(Referring expression data)

▽

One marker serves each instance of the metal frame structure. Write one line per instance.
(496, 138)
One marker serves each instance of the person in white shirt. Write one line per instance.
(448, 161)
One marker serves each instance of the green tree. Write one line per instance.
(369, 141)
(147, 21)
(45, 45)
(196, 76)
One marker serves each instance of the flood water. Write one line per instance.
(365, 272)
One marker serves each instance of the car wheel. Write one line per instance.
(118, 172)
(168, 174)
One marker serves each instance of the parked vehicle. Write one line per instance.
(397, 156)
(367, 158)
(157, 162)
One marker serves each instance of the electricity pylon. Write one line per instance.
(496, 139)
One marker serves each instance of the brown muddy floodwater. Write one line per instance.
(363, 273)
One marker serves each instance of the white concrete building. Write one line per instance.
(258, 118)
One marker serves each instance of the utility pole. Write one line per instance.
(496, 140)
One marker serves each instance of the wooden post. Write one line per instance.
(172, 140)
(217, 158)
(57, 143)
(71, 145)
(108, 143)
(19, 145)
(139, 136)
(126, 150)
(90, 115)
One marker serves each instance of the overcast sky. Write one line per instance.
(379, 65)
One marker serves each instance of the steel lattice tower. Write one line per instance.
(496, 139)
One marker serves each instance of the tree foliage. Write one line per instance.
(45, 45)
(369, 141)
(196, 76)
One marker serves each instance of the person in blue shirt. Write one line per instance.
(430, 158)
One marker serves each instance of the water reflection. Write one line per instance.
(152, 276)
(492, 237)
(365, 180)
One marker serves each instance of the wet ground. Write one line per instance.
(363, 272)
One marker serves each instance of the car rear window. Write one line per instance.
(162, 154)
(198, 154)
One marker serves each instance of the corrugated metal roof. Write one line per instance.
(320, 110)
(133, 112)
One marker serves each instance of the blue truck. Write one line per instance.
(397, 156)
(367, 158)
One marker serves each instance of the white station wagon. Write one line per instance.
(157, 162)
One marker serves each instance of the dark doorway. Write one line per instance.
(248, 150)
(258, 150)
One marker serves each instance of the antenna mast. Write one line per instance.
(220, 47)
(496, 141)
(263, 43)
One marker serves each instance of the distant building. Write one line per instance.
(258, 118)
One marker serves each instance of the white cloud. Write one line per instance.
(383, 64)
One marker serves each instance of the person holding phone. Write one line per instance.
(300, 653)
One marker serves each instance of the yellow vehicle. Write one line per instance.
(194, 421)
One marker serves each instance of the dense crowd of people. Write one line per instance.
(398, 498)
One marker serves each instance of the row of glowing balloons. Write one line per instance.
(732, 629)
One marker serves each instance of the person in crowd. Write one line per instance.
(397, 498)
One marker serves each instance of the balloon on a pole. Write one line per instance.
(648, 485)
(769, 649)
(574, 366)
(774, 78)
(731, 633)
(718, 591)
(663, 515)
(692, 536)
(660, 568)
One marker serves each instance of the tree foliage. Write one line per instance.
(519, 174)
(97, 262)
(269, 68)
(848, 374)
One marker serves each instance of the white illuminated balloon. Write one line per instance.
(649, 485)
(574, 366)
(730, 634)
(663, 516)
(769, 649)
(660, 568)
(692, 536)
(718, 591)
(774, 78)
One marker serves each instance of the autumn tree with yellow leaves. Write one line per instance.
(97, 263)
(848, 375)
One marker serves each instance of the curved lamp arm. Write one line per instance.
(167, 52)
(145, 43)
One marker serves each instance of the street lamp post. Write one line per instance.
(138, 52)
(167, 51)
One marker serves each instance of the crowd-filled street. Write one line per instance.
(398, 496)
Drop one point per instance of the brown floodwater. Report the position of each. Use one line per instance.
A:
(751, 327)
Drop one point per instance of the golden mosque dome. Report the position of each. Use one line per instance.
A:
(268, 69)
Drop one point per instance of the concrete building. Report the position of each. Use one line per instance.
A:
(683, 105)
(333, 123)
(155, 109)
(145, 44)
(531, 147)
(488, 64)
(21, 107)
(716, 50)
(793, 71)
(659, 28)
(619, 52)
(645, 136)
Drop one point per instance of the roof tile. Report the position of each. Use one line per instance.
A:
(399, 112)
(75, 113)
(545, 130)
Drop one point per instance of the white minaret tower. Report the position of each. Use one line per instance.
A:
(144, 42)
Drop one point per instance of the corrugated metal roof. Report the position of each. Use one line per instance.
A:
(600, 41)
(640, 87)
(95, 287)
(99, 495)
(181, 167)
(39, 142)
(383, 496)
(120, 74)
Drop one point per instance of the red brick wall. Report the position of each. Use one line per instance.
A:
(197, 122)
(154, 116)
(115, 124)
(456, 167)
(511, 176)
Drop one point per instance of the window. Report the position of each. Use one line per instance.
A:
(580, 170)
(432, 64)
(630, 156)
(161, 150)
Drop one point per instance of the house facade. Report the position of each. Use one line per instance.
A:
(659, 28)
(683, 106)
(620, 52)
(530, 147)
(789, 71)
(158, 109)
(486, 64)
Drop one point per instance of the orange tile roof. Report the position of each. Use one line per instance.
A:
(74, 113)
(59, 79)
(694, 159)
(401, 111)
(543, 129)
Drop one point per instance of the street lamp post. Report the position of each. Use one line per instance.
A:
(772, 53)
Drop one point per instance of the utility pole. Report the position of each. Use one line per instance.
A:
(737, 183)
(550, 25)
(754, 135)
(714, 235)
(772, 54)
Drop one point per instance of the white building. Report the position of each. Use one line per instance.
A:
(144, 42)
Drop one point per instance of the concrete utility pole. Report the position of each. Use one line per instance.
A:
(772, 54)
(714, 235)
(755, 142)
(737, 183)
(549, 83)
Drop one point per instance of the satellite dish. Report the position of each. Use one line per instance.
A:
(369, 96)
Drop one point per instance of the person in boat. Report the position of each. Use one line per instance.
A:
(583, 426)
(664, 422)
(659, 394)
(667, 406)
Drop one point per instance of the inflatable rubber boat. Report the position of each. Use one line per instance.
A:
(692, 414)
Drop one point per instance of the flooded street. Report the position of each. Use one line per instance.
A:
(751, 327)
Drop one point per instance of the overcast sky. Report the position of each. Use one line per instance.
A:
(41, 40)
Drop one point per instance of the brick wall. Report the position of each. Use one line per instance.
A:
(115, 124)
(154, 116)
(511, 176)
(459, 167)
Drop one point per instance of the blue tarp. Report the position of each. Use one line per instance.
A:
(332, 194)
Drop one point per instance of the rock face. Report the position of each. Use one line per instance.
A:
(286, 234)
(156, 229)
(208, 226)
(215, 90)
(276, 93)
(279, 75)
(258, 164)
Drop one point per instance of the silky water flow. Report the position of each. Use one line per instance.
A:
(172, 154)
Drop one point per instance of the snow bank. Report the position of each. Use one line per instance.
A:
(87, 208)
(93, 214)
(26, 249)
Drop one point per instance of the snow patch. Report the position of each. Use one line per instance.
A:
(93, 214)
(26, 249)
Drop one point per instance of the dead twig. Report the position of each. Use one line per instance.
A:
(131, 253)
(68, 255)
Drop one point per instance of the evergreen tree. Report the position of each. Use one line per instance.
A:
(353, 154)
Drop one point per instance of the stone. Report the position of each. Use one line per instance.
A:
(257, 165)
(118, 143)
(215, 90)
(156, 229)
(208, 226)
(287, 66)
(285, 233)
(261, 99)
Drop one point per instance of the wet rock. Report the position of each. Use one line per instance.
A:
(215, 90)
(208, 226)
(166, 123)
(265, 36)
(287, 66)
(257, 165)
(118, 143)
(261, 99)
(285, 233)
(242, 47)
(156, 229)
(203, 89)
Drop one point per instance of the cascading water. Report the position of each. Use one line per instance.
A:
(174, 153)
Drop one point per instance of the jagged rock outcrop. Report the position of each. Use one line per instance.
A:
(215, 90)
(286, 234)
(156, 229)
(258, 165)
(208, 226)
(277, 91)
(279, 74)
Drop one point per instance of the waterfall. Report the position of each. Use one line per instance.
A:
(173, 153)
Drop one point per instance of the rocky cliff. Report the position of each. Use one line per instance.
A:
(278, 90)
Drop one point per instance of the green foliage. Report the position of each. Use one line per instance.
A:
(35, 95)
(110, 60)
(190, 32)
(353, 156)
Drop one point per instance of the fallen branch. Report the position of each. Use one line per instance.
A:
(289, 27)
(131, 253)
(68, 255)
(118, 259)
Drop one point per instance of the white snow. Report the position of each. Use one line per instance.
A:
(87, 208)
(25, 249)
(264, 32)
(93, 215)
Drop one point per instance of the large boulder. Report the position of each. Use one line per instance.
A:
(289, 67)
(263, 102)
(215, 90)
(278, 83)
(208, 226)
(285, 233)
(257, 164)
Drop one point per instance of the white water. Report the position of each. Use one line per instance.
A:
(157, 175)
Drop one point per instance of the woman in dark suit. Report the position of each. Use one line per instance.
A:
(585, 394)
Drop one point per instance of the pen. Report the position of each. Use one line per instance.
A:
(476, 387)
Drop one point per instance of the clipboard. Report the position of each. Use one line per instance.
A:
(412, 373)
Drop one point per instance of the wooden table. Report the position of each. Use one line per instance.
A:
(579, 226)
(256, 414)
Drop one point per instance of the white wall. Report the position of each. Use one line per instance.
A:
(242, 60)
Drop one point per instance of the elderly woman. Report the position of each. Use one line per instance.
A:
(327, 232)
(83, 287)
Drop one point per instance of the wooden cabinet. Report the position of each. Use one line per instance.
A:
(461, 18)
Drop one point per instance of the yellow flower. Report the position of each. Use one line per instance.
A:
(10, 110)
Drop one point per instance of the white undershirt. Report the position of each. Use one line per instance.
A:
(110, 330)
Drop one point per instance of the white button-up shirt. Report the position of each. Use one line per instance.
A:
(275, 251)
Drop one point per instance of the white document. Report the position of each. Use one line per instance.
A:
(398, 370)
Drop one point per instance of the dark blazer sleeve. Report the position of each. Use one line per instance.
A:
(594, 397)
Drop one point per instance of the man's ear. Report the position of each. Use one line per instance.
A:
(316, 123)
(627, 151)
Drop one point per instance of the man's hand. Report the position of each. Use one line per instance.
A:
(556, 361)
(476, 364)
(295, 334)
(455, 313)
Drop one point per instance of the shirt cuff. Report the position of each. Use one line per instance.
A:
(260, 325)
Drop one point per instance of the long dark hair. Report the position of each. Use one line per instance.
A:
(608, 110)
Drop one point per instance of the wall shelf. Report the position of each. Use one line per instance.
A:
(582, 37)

△

AIM OF THE TASK:
Find the lines in the records above that hold the word "boat", and give only how many there are.

RESPONSE AREA:
2